**Written exercise A:**
Print the part of the EV technology text between "The new EV technology" and "higher capacity verification.", inclusive.
**Written exercise B:**
List every hyphenated term in the EV technology text.
**Written exercise C:**
In the EV technology text, what kind of geometries does EV natively support?
++++ Document text ++++
RedHawk's EV technology supports a new database technique that essentially eliminates the design capacity limitation. With EV, designers can trade-off the run-time performance with the physical memory size of their machine. Based on the available memory space, RedHawk automatically loads the database from cache, as needed, for high-capacity high-performance analysis and verification.

The new EV technology natively supports 45-degree geometries, such as those commonly found in flip-chip designs. Instead of fracturing the polygon into multpiple layers, EV's native support of such structures significantly reduces the design database requirements, thus resulting in higher capacity verification.
++++ Information shown ++++
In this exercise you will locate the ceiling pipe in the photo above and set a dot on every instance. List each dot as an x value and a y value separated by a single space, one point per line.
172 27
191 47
++++
**Task solution A:**
The new EV technology natively supports 45-degree geometries, such as those commonly found in flip-chip designs. Instead of fracturing the polygon into multpiple layers, EV's native support of such structures significantly reduces the design database requirements, thus resulting in higher capacity verification.

**Task solution B:**
trade-off
run-time
high-capacity
high-performance
45-degree
flip-chip

**Task solution C:**
45-degree geometries, such as those commonly found in flip-chip designs.